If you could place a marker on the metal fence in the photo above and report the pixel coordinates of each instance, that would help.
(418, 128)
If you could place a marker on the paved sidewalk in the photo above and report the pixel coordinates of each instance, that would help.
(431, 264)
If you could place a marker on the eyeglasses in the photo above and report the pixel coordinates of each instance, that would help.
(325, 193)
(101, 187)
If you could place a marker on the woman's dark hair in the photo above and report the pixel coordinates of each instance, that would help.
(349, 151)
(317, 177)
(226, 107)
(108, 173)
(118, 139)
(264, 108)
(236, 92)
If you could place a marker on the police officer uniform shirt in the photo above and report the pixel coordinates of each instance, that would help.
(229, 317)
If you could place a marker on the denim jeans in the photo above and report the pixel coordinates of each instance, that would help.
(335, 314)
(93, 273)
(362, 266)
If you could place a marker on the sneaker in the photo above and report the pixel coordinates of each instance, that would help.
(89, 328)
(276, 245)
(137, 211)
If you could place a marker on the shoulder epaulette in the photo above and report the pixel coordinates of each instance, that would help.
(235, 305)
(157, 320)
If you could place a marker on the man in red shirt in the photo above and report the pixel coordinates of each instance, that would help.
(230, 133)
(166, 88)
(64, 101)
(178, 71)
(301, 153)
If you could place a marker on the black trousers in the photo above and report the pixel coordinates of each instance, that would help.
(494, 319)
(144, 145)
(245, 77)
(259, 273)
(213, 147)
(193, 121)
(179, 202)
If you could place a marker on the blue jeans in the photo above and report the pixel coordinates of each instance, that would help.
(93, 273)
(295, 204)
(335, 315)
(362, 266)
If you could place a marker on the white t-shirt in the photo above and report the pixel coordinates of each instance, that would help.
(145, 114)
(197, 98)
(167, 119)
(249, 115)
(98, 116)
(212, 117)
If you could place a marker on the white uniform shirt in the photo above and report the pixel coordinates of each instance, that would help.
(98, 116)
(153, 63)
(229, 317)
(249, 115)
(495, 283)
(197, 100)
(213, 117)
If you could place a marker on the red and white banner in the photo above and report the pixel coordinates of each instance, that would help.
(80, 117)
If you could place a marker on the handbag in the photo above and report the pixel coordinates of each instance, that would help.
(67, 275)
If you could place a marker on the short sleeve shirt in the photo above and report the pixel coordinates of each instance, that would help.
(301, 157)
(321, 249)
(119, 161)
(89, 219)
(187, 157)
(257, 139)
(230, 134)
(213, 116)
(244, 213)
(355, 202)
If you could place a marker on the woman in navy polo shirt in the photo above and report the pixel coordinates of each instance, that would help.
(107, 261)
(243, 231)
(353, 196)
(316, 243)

----

TASK TO CARRY OUT
Line by line, transcribe the material exactly.

SOLUTION BELOW
If you could place a marker on the metal fence in the photo above and report the pixel coordinates of each instance, that would help.
(418, 128)
If you could place a marker on the paved sidewalk in the photo above and report the pixel coordinates of each instance, that would help.
(431, 264)
If you could place a marker on the eyeglasses in the photo above and report the pixel coordinates of each instance, that would help.
(325, 193)
(101, 187)
If you could place a marker on the woman's dark hair in the photo above and report the pixel coordinates of each instance, that would help.
(349, 151)
(317, 177)
(226, 107)
(108, 173)
(118, 139)
(264, 108)
(236, 92)
If you could place a marker on the police officer uniform shirt in the photo above and report the pixel coordinates of each instance, that would help.
(229, 317)
If you could place a marker on the denim jeans in the photo above and report the pixel coordinates of each instance, that would help.
(335, 314)
(93, 273)
(362, 266)
If you could place a marker on the sneaker in the photo above and report the pixel coordinates of each instance, that would help.
(89, 328)
(276, 245)
(137, 211)
If you could place a marker on the shoulder epaulette in the photo above and report the pixel coordinates of each instance, that would help.
(235, 305)
(157, 320)
If you could place a marker on the man in red shirt in the photo above and report the pixel coordinates of each instance, that would help.
(230, 133)
(166, 88)
(64, 101)
(178, 71)
(301, 153)
If you could place a marker on the black trousers in the photo above and report the pixel coordinates of each instance, that would help.
(494, 319)
(144, 145)
(245, 77)
(259, 273)
(213, 147)
(193, 121)
(179, 202)
If you could place a marker on the blue jeans in the photo above and report the pixel coordinates of each instance, that would help.
(93, 273)
(295, 204)
(335, 315)
(362, 266)
If you could place a marker on the white t-shirt in the photo above and report the pixel coordinates of each instance, that would help.
(145, 114)
(197, 98)
(167, 119)
(249, 115)
(98, 116)
(212, 117)
If you could place a marker on the white uniform shirt in the photo above and report the pixel coordinates of each instance, that would help.
(98, 116)
(153, 63)
(229, 317)
(249, 115)
(495, 283)
(197, 100)
(213, 117)
If you could place a marker on the red and white banner in the photo above and report the pixel coordinates of each instance, that would help.
(80, 117)
If you could place a marker on the handbag in the photo above and report the pixel coordinates of each instance, that would help.
(67, 275)
If you could place a marker on the short sleeve shirt in the photo above and report the pixel coordinates of each instance, that would help.
(301, 157)
(321, 249)
(119, 161)
(89, 219)
(187, 157)
(257, 139)
(230, 134)
(213, 116)
(244, 213)
(355, 202)
If you could place a marker on the woman in navy polo shirt in the photo above and report the pixel coordinates of each instance, that would help.
(107, 261)
(243, 231)
(353, 196)
(316, 243)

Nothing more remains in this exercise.